◆ **Tasks to complete**
1. Answer these questions from the passage on the St Basil's outbreak.
(a) Which electorate does Peter Kahlil represent?
(b) Which publication did he speak to?
(c) Who called for an investigation?
2. Carry on the passage on the St Basil's outbreak from its last sentence.

◆ **Supplied passage**
=== Section Start ===

Peter Kahlil MP, the Federal Labor member for Wills, the electorate where the facility is located, told Neos Kosmos that more could have been done to prevent the outbreak. “We are sadly seeing the virus have a disproportionate impact on our multicultural communities in Melbourne,” he said, urging the government for “more proactive and targeted outreach to multicultural communities with basic COVID-related health information. Community leaders have told me that governments at all levels could have engaged them earlier in the pandemic and with more tailored strategies to better reach different multicultural communities with public health messages.”

The crisis has shown dysfunction between state and federal mechanisms with grieving relatives both angered by St Basil’s administration as well as the temporary staff members called in to replace them. A blame game between federal and state authorities has exacerbated matters as reports come to light of residents who were left unfed and soiled in their beds once the federal mechanism took over prompting Health Minister Greg Hunt to call for an investigation.

=== Section End ===

Records from a dataset
=== Section Start ===

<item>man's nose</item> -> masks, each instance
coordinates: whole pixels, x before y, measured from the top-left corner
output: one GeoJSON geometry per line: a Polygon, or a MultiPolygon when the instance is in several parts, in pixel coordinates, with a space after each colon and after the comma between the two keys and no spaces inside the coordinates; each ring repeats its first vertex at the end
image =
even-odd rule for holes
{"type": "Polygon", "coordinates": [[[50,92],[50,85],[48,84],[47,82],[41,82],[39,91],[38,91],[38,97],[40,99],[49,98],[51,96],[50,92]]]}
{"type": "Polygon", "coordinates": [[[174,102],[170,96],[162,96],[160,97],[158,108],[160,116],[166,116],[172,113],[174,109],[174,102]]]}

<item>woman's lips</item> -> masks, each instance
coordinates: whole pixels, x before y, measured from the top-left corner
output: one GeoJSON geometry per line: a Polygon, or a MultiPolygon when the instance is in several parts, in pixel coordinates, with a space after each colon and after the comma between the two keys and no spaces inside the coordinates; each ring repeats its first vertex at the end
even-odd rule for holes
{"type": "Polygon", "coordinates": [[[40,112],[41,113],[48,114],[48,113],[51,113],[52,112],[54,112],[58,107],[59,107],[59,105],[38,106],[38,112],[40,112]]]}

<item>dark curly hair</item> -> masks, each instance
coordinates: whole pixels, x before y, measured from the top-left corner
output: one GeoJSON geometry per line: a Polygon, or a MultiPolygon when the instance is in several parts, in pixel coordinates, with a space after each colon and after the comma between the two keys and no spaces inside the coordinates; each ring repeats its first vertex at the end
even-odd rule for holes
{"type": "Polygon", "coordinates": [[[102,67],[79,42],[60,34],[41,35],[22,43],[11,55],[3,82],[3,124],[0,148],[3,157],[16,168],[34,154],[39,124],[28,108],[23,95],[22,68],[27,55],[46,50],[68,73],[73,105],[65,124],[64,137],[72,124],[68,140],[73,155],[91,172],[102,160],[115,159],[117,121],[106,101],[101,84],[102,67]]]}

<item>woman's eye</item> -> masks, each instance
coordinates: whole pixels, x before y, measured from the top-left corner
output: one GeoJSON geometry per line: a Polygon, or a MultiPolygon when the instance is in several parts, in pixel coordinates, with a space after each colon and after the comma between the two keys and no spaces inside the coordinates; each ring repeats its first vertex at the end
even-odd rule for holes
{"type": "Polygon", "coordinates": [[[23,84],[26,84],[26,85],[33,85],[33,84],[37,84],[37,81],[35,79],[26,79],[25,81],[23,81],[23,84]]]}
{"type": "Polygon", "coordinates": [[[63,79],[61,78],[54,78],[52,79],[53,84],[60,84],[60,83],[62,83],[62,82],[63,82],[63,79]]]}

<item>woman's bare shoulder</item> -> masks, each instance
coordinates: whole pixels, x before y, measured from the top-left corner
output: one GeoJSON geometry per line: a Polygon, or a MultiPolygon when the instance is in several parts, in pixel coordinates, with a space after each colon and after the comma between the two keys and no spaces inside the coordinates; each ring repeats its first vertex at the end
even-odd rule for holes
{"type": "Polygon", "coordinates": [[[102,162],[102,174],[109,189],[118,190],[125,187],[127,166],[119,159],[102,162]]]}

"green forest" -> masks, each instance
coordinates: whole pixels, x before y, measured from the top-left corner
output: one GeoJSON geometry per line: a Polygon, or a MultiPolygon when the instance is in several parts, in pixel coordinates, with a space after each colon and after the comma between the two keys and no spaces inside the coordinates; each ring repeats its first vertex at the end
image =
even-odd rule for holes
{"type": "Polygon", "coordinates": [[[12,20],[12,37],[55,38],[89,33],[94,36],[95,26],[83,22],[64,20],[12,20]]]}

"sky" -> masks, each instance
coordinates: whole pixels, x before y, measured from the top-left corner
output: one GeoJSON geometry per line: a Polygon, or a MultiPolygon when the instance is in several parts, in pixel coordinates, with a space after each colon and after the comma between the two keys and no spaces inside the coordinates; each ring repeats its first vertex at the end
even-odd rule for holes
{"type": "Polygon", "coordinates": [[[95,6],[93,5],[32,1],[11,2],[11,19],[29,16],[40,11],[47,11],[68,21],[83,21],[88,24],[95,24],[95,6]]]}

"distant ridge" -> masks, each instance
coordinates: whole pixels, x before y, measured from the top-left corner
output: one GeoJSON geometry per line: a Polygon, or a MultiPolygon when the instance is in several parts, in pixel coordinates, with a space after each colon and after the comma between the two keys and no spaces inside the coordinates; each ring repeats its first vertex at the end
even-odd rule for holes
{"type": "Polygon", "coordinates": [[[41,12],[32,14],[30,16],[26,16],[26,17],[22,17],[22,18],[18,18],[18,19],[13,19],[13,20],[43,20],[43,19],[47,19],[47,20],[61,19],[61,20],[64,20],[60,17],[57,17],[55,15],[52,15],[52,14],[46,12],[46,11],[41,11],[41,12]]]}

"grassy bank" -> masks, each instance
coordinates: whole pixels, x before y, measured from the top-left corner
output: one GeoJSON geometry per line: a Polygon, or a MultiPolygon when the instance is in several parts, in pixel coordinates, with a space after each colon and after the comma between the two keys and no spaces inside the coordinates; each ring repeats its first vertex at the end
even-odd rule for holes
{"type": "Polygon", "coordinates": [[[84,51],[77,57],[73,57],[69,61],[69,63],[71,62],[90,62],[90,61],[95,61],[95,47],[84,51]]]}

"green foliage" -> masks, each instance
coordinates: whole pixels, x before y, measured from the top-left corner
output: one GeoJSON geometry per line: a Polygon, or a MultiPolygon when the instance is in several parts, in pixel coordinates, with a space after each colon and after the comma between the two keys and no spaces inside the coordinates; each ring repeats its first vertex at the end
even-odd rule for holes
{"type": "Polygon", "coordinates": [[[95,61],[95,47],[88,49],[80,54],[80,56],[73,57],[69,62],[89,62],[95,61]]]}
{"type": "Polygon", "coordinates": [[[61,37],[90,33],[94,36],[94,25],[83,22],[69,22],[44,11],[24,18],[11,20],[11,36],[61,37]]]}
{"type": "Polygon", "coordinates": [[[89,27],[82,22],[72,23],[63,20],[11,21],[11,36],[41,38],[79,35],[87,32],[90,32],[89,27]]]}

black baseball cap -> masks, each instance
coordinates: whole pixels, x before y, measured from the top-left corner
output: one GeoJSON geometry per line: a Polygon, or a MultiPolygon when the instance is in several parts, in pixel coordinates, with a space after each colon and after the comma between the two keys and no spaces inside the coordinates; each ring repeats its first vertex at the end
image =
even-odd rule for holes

=== Section End ===

◆ **Expected responses**
1.
(a) Wills
(b) Neos Kosmos
(c) Health Minister Greg Hunt

2.
Nikolas Barbarousas told Neos Kosmos that his father, Apostolis Barbarousas, who died in hospital at the age of 70, had been a resident of St Basil’s for the past six years and that he had been satisfied. “Communication became problematic and during the last week it was tragic,” he said, adding that the change in management after authorities took over from St Basil’s did not help matters. “Imagine, my father was fighting for his life in hospital and I received a phone-call from the nursing home notifying me he was in his room at St Basil’s. When I asked the call-centre they told me he was in… Adelaide”.

READ MORE: The aged at St Basil’s are extinguishing like candles: 15 deaths

In other cases, relatives were being given incorrect information about their loved ones. Initially, authorities did not want to transport residents to hospitals but dozens were transported to hospitals on Monday after the situation took a turn for the worse. In many cases, relatives were kept in the dark as to the location of the residents.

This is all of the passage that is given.